[Data records]

** Start **

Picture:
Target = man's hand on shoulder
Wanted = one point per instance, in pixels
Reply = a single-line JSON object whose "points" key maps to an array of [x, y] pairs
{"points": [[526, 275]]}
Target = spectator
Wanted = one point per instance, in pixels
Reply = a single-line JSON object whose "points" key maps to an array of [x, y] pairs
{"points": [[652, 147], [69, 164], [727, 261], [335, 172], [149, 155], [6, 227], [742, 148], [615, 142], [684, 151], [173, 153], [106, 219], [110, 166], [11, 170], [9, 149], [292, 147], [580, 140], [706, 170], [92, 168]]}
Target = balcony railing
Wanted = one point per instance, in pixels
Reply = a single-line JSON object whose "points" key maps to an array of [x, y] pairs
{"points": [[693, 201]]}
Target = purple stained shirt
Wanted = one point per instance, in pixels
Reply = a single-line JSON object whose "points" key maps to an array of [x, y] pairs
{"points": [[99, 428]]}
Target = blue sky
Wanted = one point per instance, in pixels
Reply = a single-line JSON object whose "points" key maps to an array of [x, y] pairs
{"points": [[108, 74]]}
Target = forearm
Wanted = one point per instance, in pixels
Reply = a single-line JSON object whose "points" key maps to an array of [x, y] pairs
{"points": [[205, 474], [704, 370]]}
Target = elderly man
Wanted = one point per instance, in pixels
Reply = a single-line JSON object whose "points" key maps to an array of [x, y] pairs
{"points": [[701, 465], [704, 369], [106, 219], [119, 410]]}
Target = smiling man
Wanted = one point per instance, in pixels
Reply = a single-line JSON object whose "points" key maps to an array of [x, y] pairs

** End **

Copy the part of the material that opens with the line containing "Target = purple stained shirt" and runs through the end of the material, requests included. Rescale every x and y coordinate in the answers by 1.65, rounding to whole numbers with halves going up.

- RESULT OF THE EXERCISE:
Target = purple stained shirt
Wanted = one point per instance, in pixels
Reply = a single-line JSON object whose "points" key maps to an array of [x, y] pairs
{"points": [[163, 706]]}
Target = blue sky
Wanted = one point per instance, in pixels
Reply = a single-line JSON object whose "points" key maps to an array of [x, y] pairs
{"points": [[178, 122]]}
Target = forearm
Wanted = one point per instance, in pixels
Reply = a single-line JSON object whose "points" key maps to an array of [x, y] pairs
{"points": [[338, 782], [1162, 611]]}
Target = elderly man
Wanted = one point per instance, in pixels
Reply = a single-line JSON object whose "points" key maps to an array of [x, y] pairs
{"points": [[1157, 767], [1162, 609], [175, 361], [196, 677]]}
Target = smiling man
Wanted = one point per instance, in pixels
Reply = a single-line JSON object whose "points" key maps to an array of [x, y] pairs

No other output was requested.